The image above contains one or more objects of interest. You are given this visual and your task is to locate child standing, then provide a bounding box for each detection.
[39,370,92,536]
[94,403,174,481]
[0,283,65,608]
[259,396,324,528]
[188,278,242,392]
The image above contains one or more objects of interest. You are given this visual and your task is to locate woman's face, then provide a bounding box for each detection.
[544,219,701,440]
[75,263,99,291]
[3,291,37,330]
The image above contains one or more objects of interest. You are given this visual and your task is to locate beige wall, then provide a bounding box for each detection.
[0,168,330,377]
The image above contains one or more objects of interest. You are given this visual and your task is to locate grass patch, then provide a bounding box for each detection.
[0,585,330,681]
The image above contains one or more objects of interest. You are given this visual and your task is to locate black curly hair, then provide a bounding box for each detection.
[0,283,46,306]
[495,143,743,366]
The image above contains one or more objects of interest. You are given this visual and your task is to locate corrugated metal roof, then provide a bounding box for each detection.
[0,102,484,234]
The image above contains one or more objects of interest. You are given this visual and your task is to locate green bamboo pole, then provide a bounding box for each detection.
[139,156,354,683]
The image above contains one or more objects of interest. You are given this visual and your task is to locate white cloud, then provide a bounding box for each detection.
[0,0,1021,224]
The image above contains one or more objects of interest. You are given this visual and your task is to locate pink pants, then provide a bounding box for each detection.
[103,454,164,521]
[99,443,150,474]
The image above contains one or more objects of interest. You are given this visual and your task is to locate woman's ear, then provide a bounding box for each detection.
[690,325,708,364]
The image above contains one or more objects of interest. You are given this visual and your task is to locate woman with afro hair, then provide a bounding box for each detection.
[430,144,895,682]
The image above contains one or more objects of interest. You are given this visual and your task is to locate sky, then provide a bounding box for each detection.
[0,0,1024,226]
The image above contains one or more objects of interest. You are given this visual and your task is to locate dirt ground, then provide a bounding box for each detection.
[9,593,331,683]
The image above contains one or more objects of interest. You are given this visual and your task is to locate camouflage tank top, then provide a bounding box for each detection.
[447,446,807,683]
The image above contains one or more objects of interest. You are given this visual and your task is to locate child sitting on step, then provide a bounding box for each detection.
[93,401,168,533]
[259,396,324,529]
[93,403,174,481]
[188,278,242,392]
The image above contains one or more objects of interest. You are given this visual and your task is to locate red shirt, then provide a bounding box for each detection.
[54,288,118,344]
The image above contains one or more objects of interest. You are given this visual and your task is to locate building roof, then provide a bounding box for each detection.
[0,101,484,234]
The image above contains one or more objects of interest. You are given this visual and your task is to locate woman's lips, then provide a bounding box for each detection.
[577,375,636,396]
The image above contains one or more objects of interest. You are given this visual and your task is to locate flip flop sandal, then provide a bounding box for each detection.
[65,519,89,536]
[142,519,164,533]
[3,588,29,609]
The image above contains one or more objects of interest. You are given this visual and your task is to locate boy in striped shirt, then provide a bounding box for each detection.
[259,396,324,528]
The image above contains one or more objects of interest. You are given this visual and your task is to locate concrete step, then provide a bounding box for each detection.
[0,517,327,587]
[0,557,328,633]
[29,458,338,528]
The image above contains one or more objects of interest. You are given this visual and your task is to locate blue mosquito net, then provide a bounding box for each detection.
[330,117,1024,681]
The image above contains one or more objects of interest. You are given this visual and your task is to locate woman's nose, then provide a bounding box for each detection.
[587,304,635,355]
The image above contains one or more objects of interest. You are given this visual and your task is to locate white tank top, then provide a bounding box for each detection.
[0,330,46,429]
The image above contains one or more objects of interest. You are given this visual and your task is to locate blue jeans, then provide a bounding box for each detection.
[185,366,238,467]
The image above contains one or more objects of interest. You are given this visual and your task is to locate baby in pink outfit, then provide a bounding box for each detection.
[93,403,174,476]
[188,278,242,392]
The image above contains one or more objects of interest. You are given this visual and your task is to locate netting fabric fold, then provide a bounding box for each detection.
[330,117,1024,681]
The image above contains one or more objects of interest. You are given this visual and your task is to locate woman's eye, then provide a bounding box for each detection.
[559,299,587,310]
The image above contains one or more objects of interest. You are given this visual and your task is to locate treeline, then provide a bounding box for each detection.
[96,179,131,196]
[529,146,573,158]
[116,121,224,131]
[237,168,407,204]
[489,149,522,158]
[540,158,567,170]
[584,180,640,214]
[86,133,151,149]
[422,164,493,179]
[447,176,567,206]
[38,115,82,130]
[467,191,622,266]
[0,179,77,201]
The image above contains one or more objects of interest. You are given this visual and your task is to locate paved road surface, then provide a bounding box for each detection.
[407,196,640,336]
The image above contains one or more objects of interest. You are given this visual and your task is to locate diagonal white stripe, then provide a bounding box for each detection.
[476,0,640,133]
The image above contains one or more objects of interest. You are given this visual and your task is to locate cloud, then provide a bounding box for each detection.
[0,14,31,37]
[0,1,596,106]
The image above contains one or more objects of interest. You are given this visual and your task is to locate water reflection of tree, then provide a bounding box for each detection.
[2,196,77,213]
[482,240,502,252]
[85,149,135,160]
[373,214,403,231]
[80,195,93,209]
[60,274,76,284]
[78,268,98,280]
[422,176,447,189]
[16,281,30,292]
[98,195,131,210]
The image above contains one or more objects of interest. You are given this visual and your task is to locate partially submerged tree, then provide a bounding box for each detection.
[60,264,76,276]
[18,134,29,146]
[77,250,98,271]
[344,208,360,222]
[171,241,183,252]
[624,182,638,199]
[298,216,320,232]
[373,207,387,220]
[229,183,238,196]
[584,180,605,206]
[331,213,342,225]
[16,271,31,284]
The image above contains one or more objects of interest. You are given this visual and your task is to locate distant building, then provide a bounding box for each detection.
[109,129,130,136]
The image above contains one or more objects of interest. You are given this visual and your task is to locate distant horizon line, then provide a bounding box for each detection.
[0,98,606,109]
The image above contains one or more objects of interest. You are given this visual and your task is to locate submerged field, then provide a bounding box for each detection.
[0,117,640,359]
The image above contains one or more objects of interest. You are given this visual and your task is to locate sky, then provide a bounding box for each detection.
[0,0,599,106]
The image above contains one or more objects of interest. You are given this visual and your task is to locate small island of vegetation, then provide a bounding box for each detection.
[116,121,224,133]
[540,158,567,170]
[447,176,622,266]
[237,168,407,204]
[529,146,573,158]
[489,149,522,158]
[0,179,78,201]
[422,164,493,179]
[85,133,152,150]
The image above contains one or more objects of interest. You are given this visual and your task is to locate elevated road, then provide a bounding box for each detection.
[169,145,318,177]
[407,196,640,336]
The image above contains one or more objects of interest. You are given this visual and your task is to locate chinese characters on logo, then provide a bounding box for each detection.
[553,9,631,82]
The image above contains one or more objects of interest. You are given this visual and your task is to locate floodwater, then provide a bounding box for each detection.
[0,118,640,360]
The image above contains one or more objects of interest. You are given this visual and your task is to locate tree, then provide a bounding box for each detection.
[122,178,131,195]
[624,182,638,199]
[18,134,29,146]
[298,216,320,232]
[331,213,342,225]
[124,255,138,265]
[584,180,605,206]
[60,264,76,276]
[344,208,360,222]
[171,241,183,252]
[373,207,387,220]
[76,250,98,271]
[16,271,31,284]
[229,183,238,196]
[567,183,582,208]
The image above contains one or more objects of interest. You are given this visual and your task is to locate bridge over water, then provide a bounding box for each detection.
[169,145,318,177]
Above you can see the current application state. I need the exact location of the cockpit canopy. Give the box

################

▸ STATED GOAL
Identify every line in the listing above that contains the word "small" and copy each of those lines in full.

▸ WRITTEN REPLY
The image above contains one or more objects of interest. You are given this visual and your task is to locate small island of vegetation, then provide a bounding box for each detection.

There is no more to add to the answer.